(Records from a dataset)

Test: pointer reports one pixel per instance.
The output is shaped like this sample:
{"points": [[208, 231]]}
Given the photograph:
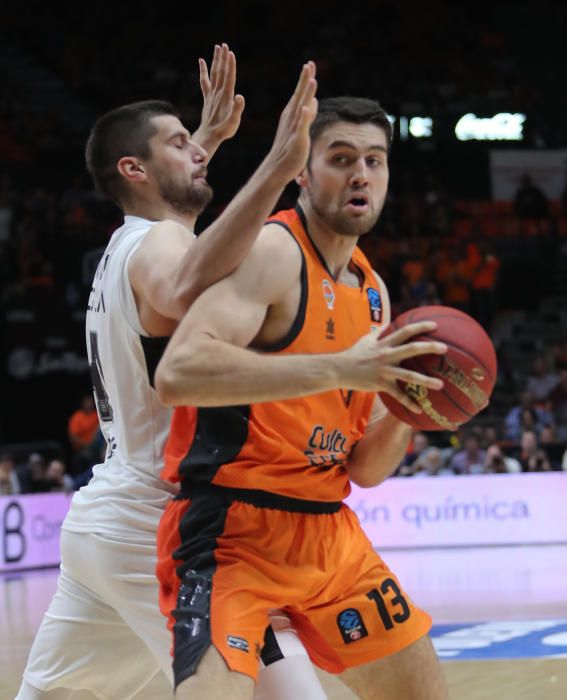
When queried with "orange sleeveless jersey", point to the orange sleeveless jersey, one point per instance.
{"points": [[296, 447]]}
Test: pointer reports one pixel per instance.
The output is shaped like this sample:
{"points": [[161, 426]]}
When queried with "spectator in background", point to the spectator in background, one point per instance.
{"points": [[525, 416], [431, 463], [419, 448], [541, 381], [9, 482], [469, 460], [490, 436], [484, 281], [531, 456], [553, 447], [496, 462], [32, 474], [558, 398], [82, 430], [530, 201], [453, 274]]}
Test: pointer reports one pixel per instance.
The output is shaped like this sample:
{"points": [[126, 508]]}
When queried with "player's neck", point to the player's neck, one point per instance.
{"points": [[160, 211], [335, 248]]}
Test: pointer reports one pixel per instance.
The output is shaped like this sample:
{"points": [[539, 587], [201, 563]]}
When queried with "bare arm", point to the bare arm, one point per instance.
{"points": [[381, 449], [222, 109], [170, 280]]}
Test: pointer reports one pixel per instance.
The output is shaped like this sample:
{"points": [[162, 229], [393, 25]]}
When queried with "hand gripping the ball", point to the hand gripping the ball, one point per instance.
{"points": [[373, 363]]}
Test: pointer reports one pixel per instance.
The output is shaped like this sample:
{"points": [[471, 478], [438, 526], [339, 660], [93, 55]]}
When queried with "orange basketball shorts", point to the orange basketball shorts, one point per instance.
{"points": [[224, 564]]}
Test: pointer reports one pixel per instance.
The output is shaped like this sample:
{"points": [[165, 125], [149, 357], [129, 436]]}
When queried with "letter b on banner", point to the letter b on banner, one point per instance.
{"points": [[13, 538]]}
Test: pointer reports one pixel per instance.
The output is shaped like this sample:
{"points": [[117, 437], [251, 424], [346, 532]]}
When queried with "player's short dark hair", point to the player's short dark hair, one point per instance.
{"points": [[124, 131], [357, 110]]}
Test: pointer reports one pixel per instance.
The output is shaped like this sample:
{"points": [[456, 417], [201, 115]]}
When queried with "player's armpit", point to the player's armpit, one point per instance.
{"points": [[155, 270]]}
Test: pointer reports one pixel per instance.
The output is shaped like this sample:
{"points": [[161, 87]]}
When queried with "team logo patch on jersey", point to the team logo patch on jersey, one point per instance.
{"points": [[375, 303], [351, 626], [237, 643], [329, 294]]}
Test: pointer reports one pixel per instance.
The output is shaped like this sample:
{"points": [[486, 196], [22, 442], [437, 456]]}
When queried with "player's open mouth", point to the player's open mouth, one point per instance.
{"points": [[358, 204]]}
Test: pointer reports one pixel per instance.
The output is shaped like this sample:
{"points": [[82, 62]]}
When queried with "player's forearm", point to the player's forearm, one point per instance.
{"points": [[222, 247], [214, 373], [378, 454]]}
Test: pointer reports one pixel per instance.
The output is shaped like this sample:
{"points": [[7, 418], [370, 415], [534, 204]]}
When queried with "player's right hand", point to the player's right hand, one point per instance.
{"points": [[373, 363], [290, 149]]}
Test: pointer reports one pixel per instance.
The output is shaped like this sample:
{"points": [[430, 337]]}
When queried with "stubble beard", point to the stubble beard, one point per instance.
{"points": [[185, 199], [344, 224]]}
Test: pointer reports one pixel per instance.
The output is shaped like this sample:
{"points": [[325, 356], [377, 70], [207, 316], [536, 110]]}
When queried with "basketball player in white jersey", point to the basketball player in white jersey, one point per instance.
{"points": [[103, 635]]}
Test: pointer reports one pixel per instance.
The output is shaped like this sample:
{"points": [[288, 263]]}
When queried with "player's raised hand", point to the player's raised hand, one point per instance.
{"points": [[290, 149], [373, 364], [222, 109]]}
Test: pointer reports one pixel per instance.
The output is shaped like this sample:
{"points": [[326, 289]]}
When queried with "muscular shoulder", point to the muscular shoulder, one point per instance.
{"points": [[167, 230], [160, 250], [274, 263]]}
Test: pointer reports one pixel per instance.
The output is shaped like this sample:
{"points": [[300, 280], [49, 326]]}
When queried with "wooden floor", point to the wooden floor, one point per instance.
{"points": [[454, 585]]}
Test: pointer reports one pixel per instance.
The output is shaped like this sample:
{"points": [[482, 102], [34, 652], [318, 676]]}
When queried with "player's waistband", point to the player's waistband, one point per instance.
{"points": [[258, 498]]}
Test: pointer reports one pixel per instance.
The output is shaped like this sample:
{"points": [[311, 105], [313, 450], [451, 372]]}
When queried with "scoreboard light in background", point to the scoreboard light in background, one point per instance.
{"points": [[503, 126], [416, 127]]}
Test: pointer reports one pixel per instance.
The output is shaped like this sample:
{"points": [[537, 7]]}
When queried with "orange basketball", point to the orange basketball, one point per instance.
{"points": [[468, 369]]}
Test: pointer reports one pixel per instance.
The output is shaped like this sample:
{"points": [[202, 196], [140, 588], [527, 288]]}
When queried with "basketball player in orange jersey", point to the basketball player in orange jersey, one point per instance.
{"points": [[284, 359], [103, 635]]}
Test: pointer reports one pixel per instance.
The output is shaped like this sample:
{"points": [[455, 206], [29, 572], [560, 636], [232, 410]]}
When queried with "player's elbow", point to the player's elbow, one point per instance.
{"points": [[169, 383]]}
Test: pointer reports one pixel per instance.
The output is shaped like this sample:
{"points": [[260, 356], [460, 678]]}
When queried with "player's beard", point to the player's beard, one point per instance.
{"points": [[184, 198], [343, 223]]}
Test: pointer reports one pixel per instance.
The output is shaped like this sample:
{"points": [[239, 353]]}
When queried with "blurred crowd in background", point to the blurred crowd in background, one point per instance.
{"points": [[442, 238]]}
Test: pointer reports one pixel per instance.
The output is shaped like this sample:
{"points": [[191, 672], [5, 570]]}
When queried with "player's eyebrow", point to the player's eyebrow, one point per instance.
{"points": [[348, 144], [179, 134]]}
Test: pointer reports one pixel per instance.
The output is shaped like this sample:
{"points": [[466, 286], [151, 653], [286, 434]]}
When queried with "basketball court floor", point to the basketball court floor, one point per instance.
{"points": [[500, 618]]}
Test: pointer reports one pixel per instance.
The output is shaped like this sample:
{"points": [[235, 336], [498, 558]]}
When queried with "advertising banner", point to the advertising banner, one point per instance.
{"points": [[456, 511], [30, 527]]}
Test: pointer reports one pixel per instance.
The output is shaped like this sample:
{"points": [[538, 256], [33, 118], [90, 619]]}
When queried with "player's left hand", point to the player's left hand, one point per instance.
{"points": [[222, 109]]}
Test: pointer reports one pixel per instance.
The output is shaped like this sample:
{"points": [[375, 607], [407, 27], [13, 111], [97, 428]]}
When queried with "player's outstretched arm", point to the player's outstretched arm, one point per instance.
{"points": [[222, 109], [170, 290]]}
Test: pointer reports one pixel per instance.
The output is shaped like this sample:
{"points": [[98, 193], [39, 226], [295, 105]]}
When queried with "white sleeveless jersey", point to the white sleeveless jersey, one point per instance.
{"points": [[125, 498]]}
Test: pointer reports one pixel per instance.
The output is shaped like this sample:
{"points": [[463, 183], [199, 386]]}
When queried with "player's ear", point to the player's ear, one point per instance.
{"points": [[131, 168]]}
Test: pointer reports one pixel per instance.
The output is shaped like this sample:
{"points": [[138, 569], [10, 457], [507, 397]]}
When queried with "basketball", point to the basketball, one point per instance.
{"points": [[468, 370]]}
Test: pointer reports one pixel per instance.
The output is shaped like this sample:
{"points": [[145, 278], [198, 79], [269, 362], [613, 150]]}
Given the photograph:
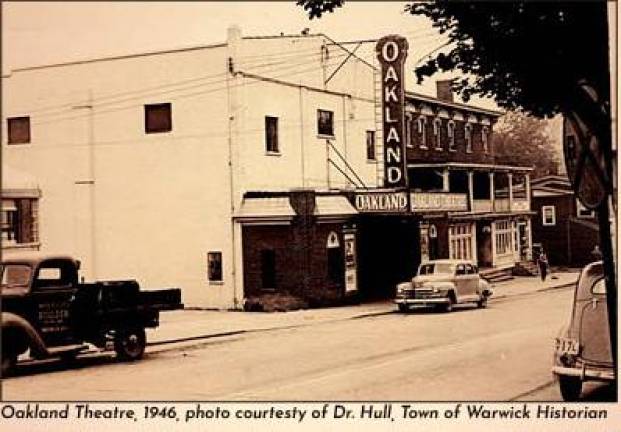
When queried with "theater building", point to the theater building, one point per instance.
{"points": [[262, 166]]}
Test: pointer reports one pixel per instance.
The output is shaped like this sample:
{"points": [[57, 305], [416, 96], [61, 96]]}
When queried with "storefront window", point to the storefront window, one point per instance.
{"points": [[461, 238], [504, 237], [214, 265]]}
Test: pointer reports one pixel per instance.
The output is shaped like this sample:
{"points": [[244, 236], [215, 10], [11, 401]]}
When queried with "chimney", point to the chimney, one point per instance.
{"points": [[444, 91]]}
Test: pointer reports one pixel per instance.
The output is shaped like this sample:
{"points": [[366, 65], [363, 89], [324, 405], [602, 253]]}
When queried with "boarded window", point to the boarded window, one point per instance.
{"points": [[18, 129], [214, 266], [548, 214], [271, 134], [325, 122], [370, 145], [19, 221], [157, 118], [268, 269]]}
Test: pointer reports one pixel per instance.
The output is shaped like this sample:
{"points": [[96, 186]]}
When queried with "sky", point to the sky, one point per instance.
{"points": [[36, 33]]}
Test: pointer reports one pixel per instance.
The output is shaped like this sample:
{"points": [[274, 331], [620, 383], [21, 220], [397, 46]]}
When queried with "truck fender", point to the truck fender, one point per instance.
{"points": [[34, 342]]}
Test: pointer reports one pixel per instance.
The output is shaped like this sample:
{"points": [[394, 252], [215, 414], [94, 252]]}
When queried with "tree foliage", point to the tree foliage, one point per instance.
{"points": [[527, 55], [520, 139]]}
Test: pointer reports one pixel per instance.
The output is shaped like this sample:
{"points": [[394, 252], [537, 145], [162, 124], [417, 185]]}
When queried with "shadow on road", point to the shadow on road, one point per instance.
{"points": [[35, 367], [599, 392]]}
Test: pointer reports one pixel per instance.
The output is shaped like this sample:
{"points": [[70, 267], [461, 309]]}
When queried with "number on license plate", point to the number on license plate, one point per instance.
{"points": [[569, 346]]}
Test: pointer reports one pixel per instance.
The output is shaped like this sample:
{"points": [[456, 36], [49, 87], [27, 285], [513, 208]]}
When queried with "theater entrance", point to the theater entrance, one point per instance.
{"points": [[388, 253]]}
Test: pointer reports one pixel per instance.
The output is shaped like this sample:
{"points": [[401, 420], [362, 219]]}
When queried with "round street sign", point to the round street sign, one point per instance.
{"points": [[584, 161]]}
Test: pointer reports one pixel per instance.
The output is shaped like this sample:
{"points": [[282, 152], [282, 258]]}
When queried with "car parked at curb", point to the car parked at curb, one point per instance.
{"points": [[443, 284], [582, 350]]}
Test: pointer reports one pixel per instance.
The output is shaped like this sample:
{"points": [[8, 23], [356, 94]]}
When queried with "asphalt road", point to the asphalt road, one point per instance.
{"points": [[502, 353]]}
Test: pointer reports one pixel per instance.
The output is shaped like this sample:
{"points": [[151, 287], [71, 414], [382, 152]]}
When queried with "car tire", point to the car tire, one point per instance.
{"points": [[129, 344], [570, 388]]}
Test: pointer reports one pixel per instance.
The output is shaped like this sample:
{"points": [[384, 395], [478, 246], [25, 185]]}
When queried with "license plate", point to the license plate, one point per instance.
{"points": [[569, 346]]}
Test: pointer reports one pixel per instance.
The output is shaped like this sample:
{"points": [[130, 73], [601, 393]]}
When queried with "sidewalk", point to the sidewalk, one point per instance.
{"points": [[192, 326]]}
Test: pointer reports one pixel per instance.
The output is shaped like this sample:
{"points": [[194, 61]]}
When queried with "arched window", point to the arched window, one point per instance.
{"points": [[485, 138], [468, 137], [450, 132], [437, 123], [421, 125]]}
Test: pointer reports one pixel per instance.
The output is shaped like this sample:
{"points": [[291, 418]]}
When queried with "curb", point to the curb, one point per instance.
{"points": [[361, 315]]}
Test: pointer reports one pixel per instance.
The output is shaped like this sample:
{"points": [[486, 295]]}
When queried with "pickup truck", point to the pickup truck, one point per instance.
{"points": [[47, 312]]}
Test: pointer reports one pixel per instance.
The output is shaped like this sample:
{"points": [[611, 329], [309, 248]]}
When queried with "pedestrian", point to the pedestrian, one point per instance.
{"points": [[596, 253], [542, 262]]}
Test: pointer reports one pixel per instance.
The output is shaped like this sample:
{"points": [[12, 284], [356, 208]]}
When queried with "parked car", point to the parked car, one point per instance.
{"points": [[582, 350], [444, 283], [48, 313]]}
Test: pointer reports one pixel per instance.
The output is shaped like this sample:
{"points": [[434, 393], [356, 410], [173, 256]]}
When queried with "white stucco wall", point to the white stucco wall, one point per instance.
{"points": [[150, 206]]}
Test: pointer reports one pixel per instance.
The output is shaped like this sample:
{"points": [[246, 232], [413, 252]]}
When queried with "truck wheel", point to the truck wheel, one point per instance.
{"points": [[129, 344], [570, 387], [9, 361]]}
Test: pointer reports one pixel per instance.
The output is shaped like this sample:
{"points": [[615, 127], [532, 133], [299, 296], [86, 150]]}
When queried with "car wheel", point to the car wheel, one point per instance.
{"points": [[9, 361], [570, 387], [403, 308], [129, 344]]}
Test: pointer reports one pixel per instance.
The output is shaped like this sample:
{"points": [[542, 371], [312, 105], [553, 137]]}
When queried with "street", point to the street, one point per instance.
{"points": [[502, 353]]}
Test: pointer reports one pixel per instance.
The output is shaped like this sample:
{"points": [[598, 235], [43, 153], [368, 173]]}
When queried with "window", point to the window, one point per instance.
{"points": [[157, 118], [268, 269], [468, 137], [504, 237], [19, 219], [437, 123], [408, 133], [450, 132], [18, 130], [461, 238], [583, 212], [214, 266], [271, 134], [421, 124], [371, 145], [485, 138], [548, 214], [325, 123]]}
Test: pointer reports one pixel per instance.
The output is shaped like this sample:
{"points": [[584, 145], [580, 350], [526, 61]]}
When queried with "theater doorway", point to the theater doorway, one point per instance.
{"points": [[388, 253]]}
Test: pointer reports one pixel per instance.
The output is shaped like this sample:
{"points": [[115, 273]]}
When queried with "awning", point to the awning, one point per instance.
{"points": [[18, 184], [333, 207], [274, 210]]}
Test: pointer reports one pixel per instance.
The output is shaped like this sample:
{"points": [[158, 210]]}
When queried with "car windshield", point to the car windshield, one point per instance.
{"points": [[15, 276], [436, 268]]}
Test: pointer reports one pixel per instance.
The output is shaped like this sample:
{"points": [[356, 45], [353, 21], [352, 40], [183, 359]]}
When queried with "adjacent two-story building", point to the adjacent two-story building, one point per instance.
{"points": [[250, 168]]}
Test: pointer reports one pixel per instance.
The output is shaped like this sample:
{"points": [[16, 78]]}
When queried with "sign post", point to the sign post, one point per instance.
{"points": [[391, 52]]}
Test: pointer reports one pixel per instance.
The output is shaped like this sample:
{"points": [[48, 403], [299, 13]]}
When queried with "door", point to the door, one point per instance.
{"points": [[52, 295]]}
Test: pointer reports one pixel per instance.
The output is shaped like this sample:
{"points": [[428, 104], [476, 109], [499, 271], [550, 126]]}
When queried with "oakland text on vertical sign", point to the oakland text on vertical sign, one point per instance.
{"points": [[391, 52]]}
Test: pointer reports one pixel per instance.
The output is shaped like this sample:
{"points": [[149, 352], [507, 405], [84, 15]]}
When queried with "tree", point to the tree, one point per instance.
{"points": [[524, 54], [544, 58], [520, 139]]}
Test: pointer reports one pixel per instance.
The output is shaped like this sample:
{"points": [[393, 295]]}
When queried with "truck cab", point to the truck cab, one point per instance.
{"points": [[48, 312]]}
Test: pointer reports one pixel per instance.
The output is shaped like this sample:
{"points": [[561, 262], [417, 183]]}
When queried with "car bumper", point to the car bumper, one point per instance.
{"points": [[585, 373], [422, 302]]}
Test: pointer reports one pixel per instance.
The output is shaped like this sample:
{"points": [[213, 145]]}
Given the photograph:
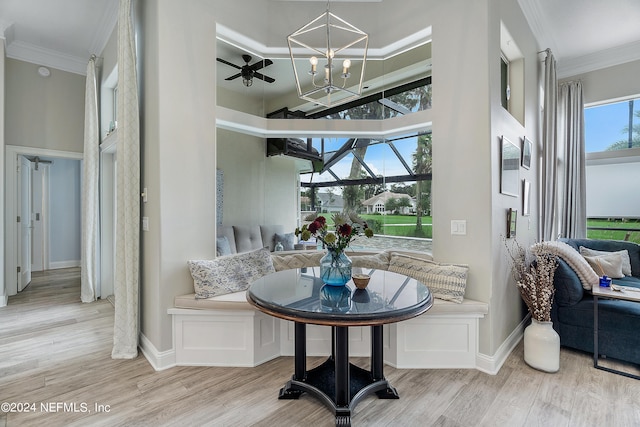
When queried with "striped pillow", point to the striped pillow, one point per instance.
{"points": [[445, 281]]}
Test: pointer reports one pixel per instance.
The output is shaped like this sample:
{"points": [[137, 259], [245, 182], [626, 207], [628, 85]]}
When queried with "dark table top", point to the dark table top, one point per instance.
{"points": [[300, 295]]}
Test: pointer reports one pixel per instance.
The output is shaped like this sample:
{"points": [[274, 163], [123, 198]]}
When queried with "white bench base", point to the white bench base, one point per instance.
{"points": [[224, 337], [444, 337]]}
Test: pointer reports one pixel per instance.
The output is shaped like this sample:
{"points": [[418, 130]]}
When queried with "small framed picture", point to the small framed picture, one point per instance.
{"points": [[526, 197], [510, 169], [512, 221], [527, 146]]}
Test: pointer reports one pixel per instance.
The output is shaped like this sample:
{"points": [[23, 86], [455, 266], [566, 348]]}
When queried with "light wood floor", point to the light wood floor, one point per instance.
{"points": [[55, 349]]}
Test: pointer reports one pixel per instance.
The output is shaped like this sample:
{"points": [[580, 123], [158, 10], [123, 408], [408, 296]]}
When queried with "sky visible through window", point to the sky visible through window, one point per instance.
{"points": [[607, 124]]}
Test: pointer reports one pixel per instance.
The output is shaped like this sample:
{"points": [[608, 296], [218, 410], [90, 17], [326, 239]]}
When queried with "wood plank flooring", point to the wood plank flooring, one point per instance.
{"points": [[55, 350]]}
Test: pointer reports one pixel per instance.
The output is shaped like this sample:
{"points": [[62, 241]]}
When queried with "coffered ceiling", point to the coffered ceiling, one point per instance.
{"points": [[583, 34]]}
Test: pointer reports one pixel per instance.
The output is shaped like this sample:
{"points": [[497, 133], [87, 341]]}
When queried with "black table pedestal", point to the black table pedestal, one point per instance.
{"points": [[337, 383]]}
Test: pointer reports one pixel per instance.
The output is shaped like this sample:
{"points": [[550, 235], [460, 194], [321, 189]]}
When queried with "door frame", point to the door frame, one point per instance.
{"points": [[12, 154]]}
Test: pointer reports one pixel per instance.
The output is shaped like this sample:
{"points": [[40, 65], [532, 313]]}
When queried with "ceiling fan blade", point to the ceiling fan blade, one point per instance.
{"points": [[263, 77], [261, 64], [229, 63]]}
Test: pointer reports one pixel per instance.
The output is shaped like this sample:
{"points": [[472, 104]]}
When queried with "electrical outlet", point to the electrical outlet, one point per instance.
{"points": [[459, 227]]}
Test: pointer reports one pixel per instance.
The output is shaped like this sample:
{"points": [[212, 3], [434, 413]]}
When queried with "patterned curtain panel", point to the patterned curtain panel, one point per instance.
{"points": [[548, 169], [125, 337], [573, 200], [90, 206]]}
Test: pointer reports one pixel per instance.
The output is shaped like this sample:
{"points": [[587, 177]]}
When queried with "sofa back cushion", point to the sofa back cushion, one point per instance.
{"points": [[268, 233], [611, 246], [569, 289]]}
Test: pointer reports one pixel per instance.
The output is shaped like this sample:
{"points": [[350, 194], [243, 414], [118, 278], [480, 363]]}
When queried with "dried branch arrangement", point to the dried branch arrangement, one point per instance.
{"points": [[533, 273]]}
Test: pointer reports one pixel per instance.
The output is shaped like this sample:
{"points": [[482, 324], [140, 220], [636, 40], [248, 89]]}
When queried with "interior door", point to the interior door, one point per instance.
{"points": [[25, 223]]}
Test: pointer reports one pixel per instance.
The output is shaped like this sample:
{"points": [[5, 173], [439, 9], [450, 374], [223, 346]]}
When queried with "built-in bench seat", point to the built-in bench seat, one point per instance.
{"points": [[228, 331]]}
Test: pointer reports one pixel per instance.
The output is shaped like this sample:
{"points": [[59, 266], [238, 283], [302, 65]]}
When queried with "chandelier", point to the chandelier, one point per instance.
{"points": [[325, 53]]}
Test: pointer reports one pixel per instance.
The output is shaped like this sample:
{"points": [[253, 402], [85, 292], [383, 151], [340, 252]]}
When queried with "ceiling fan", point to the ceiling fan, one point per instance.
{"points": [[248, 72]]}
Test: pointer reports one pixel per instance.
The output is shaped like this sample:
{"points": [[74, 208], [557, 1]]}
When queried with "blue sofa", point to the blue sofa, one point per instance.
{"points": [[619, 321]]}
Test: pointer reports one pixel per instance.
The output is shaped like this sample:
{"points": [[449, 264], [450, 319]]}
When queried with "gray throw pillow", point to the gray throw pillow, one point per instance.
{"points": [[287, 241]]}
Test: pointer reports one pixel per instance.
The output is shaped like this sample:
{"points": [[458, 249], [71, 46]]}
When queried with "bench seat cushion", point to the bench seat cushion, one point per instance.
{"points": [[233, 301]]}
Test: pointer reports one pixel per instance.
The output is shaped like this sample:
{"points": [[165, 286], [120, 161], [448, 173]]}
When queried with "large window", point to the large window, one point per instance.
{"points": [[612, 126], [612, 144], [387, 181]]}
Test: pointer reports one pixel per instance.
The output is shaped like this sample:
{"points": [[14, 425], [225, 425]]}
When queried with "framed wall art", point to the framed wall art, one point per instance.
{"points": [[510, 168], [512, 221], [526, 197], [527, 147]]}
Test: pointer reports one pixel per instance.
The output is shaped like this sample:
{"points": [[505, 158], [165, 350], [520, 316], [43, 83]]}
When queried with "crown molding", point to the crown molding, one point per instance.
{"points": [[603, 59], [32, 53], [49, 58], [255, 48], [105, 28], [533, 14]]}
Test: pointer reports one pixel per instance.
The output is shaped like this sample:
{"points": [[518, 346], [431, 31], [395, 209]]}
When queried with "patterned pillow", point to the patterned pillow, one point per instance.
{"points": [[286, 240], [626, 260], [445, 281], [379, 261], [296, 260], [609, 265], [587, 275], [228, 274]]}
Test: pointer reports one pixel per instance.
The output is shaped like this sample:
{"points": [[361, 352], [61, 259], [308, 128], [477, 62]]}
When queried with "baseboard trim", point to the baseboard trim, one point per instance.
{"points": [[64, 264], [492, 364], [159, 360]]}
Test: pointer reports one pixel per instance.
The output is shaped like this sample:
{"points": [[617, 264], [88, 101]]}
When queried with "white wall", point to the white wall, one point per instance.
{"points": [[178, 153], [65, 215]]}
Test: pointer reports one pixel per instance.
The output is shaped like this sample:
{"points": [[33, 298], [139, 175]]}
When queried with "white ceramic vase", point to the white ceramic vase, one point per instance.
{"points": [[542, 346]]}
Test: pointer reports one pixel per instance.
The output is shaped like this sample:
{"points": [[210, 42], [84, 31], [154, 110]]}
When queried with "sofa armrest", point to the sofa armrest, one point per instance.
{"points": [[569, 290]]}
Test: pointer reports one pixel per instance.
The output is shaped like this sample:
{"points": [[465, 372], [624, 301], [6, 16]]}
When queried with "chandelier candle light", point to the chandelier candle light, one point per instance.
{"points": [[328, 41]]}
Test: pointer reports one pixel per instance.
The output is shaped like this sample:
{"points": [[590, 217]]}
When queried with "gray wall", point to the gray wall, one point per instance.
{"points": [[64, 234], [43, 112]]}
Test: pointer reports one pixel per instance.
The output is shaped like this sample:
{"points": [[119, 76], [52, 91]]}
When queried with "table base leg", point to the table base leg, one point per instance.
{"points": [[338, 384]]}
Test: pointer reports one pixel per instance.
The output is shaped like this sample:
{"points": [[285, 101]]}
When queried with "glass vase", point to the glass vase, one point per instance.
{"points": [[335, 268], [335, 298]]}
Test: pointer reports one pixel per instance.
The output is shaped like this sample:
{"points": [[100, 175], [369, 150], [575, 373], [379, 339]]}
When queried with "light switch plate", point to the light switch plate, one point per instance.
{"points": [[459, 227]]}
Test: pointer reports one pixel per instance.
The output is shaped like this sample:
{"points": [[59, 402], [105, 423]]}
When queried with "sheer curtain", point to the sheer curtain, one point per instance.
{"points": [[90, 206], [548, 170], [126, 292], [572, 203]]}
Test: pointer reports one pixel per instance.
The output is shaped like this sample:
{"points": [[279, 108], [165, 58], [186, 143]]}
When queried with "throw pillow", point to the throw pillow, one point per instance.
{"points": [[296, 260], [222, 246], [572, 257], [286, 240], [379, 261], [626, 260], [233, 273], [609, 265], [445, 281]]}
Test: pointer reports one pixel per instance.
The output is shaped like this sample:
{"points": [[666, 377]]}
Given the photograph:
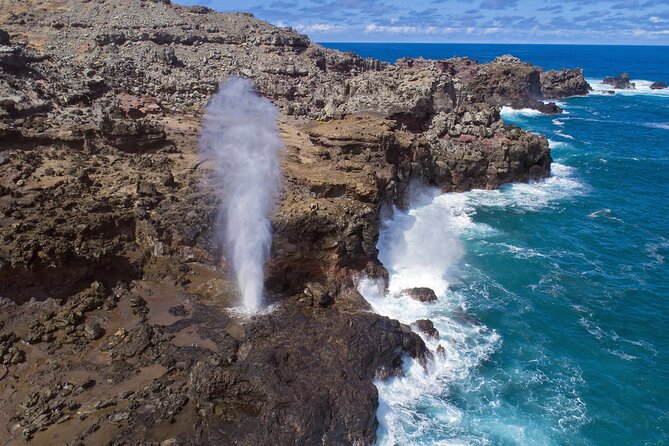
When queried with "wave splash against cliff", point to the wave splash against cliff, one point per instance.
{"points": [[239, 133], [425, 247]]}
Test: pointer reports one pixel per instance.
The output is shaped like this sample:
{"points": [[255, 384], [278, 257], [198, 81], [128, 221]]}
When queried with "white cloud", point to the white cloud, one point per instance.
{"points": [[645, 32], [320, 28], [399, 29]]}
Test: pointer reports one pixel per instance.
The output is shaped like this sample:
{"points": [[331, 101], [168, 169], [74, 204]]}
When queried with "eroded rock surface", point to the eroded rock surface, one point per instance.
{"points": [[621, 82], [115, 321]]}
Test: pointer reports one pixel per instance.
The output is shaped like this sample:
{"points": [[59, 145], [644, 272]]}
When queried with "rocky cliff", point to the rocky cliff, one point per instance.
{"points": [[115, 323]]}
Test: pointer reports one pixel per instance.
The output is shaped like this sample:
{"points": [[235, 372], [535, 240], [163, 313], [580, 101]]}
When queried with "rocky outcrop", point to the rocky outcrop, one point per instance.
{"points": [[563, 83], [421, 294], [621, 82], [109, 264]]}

**GIVEN INSTRUCTION**:
Report every line of the items above that contains the string "license", copying each line in full. Case counts.

**WRITTEN ANSWER**:
When queried with "number on license plate", point to the number on license plate, one point per instance.
When queried with "license plate", point to the license plate, one point per instance.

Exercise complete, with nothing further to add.